#### The task:
Reproduce each of the items below with every "Target" replaced by "Label" and all other text unchanged. Leave the pictures out.

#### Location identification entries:
>> Start
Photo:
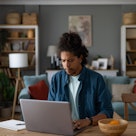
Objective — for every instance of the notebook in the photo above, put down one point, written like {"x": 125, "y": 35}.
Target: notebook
{"x": 48, "y": 116}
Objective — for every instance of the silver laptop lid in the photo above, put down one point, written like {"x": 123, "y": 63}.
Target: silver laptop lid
{"x": 47, "y": 116}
>> End
#### Solution for this task:
Photo:
Objective — for every instance of the notebook in the photo above, put down one point, written like {"x": 125, "y": 35}.
Label: notebook
{"x": 48, "y": 116}
Objective — for every instance of the silver laptop lid in the photo above, put down one point, written like {"x": 123, "y": 63}.
Label: silver laptop lid
{"x": 47, "y": 116}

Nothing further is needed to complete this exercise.